■ Work item
Transcribe, word for word and without additions, each line below from the one containing "For every instance of the green" through the one containing "For every instance of the dragonfly's head, put", both ends included.

::: Material provided

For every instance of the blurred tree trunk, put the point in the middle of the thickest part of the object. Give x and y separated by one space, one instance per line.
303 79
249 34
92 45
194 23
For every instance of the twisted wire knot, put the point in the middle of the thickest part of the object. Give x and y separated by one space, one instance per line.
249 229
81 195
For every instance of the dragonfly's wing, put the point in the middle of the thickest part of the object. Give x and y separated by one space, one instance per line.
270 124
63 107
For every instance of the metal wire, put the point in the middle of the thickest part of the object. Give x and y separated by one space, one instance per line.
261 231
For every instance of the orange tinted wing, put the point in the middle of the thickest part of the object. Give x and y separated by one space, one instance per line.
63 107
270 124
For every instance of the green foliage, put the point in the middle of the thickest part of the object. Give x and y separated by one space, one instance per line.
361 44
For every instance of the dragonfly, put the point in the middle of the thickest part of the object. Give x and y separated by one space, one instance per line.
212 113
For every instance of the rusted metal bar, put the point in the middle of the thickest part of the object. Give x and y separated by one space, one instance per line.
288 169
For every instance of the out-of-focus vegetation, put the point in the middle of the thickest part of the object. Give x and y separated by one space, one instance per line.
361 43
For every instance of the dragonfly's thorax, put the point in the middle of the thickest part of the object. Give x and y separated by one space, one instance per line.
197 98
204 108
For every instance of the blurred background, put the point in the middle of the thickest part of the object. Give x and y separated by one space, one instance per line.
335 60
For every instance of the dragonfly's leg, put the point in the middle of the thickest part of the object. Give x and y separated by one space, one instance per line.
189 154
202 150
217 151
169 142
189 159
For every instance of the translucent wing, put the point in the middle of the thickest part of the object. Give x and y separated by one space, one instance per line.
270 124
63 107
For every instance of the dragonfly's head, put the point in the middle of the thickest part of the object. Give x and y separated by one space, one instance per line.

::::::
::: Material provided

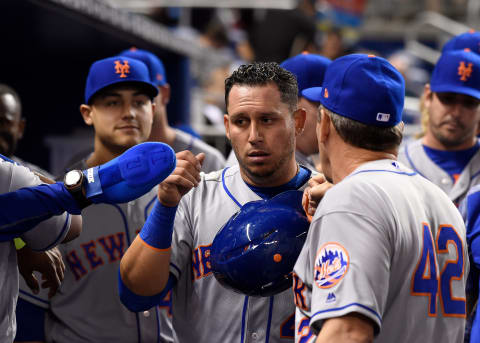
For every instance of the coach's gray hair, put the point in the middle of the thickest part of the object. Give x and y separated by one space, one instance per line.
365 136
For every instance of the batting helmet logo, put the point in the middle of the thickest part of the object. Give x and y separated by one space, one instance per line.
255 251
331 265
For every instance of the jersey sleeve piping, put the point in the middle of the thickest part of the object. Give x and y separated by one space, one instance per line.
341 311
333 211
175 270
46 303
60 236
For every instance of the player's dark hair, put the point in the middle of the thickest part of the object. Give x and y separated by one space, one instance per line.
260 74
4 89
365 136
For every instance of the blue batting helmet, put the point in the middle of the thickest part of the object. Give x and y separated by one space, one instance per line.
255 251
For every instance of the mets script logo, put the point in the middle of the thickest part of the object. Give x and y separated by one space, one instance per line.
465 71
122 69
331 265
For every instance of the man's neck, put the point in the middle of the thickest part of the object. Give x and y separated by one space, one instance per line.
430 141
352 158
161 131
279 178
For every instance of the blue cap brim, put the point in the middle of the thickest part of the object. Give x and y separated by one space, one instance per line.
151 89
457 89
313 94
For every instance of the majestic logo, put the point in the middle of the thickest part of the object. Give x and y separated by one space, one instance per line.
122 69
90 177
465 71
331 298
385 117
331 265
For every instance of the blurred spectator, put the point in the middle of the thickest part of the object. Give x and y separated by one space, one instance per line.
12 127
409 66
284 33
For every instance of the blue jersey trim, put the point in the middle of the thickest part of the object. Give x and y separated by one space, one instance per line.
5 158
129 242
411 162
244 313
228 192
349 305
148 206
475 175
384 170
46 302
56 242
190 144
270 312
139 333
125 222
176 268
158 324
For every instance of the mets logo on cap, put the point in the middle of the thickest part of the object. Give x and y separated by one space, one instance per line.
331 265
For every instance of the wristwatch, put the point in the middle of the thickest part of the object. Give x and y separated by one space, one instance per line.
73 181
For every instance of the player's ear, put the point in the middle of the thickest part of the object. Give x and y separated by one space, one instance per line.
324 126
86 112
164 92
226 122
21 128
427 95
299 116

::::::

■ Result of this exercise
For every instance of the green foliage, put the point in the middle of the thickest part of the object. Give x and y separated by one space, one instance per line.
361 44
For every instance of the dragonfly, put the point in the middle of the thickest part of the object. Give x and y separated by one space, one instance per line.
212 113
For every instance of the rusted metal bar, put the point in the middle of the thickest part of the object. Give x and y separated by one space, one instance per line.
288 169
For every instance of the out-of-focus vegetation, put the point in the middle of the thickest part of the object. Give x and y separated by one space, one instance per line.
361 43
For every instance of the dragonfly's thorax, put the point in the middle of the thickest part of the object. Give x and y separated by one space, one instance per line.
197 98
204 108
For every instance of the blurred background, put the point in the middle of the thickest part of the object. Give x and y separated by one space, one instance per line.
335 60
For every instance of the dragonfly's leg, put the point in the middle of the thickest part of the object. Give x and y separated by one space, one instance per line.
189 154
202 150
217 151
169 142
189 159
For every instance of the translucent wing, put the point in the middle of the thickest part of the object. Give x and y separated by one space, one instance per line.
270 124
63 107
For every instance of the dragonfly's head, put the point in the middle of the thickest part of the object. Give x and y separated by one space, one instance per line.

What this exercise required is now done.